__Exercise description__: Exclude images; transcribe the rest of the data exactly.

__Supplied data__:
++++

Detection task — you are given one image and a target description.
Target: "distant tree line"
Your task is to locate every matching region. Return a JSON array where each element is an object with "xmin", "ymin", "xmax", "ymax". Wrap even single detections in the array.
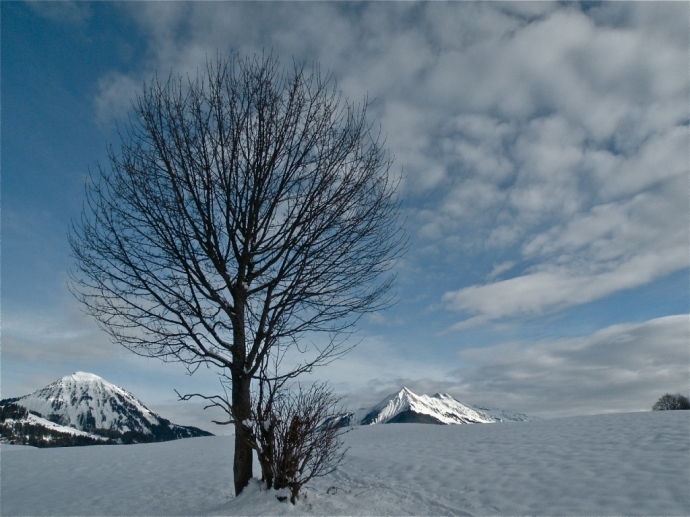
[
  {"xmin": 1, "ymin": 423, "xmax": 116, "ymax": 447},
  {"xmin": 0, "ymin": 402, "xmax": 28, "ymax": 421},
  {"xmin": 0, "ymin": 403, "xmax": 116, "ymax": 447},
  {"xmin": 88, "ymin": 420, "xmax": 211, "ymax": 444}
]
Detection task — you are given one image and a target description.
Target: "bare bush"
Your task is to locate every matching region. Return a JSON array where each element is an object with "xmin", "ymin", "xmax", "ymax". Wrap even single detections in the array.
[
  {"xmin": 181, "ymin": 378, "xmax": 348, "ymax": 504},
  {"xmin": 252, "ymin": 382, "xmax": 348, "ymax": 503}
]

++++

__Answer for this exercise__:
Detection task — you are given one image and a target description.
Target: "distant tree line"
Your task is to locate every matching region. Return a JSON array where each element is an object with "xmin", "ymin", "xmax", "ymax". Wrap even single detections in the array.
[
  {"xmin": 1, "ymin": 423, "xmax": 116, "ymax": 447},
  {"xmin": 0, "ymin": 402, "xmax": 28, "ymax": 421},
  {"xmin": 0, "ymin": 403, "xmax": 116, "ymax": 447},
  {"xmin": 88, "ymin": 420, "xmax": 211, "ymax": 444}
]
Detection task — you are given one image and a target description.
Target: "bare bush"
Your task is to locate every matching region. Return a JSON array where each element is an object with "xmin", "ymin", "xmax", "ymax". Wrap even single detections in the array.
[
  {"xmin": 181, "ymin": 378, "xmax": 348, "ymax": 504},
  {"xmin": 252, "ymin": 382, "xmax": 348, "ymax": 503}
]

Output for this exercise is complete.